→ Exercise goal: Can you set out every line of the data below as a JSON list of strings, one string per line, with blank lines skipped and the pictures left out?

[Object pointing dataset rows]
_ _ _

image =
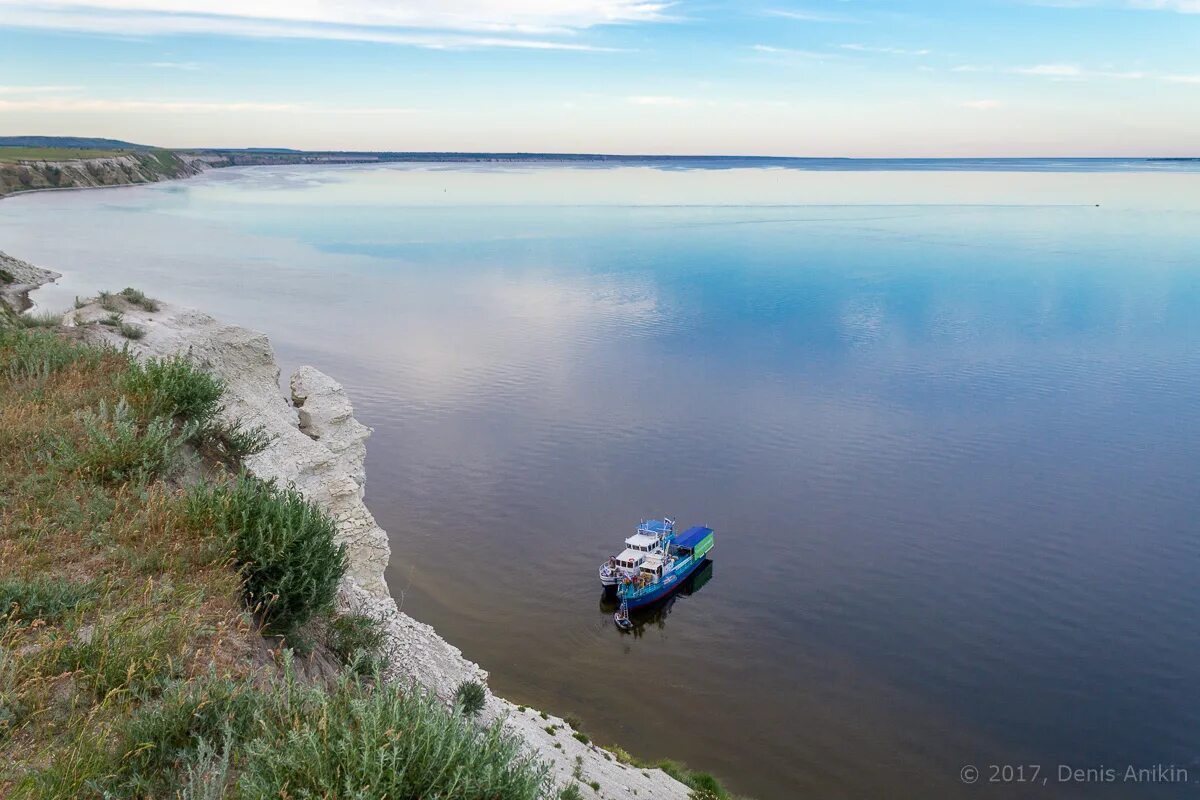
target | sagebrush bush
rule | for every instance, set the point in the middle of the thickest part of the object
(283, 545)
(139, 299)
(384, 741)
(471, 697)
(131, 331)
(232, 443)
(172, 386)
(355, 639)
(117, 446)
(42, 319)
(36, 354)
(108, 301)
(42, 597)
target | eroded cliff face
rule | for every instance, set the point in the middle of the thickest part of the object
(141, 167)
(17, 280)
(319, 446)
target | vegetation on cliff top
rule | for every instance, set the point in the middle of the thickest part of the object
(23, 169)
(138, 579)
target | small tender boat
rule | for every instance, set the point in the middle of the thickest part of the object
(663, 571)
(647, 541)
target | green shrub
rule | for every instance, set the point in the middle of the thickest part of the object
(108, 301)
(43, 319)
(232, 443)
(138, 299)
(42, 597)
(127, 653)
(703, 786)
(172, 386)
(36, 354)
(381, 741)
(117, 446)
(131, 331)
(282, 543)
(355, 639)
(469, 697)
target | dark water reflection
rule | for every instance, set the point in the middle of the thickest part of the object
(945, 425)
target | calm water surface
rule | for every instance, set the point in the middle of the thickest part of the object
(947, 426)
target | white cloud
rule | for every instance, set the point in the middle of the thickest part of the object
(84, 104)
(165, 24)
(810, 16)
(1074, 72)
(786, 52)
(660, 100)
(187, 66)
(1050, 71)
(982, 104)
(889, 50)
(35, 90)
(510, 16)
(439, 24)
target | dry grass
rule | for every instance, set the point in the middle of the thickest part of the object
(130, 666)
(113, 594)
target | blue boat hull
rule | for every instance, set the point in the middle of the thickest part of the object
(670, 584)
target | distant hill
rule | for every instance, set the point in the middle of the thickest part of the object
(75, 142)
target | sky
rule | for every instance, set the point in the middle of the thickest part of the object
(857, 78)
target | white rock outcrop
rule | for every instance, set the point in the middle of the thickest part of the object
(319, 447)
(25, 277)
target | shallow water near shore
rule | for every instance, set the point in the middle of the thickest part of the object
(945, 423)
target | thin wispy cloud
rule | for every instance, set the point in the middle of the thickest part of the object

_ _ _

→ Answer for this exercise:
[
  "image =",
  "target | sagebrush bush",
  "rule | for every instance, set the point in the middle of the thickest part of the object",
  "(283, 545)",
  "(139, 299)",
  "(384, 741)",
  "(471, 697)",
  "(131, 331)",
  "(232, 443)",
  "(172, 386)",
  "(355, 639)",
  "(117, 446)",
  "(42, 319)",
  "(36, 354)",
  "(108, 301)",
  "(42, 597)",
  "target | eroded cliff face",
  "rule | for every instance, set the point in the middle of the thickest part of the object",
  "(141, 167)",
  "(17, 280)",
  "(319, 446)",
  "target | vegetation on cliff top",
  "rule | for every instance, set the point in the middle of the thickest part of the object",
  "(23, 169)",
  "(138, 579)",
  "target | small tender boat",
  "rule | for every instance, set the point in the middle of the thickest part of the object",
  "(663, 571)",
  "(647, 541)",
  "target | green shrub",
  "rule | for every instance, set the point in the middle of the thickest part of the object",
  "(108, 301)",
  "(43, 319)",
  "(232, 443)",
  "(138, 299)",
  "(42, 597)",
  "(127, 653)",
  "(703, 786)",
  "(172, 386)",
  "(36, 354)",
  "(381, 741)",
  "(117, 446)",
  "(131, 331)",
  "(282, 543)",
  "(355, 639)",
  "(469, 697)",
  "target | dark water reflection",
  "rule | for every instance, set the point in the middle of the thickest part of the object",
  "(945, 425)",
  "target | calm water surface",
  "rule | for every instance, set the point in the middle of the thickest part of the object",
  "(947, 426)",
  "target | white cloud",
  "rule | for every instance, set the point in the middle of the thickest part of the object",
  "(84, 104)",
  "(165, 24)",
  "(810, 16)",
  "(1074, 72)",
  "(786, 52)",
  "(660, 100)",
  "(187, 66)",
  "(1050, 71)",
  "(982, 104)",
  "(889, 50)",
  "(35, 90)",
  "(510, 16)",
  "(439, 24)",
  "target | dry grass",
  "rule | for every instance, set the point in the middle of the thickest part of the object",
  "(130, 666)",
  "(113, 594)",
  "target | blue boat hull",
  "rule | for every instance, set the point in the middle of the thickest part of the object",
  "(670, 584)",
  "target | distant hill",
  "rule | for every instance, set the point in the middle of the thickest part of the object",
  "(75, 142)",
  "target | sky",
  "rule | for every instance, set the point in the middle of the thickest part of the object",
  "(857, 78)",
  "target | white rock outcrop",
  "rule | for every instance, set the point in the middle of the thickest part of the object",
  "(319, 447)",
  "(25, 277)",
  "target | shallow water near shore",
  "rule | for every instance, set the point in the middle of the thickest part of the object",
  "(945, 423)",
  "target | thin wispy cloud",
  "rule | for every instance, set the point in the middle of the thickest part of the object"
]